**ASSIGNED TASK**: Each line below with the word "that" needs to be copied.
++++ SOURCE MATERIAL
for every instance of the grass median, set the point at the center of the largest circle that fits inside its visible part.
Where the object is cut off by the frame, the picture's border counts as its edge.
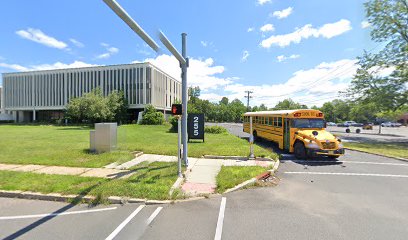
(151, 181)
(387, 149)
(69, 145)
(230, 176)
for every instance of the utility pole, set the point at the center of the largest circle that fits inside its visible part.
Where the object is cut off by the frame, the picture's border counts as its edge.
(248, 97)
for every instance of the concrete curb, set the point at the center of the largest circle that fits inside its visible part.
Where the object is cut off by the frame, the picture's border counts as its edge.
++++++++
**WRITTEN REPLY**:
for every instance of the grass median, set the point at the center of the largest circle that fits inside its visible part.
for every instance of the utility pole, set the point at the center of the largest circle that fits inside its visible part.
for every instance of the concrete curb, set the point at the center of the largest circle that fits inside its visible part.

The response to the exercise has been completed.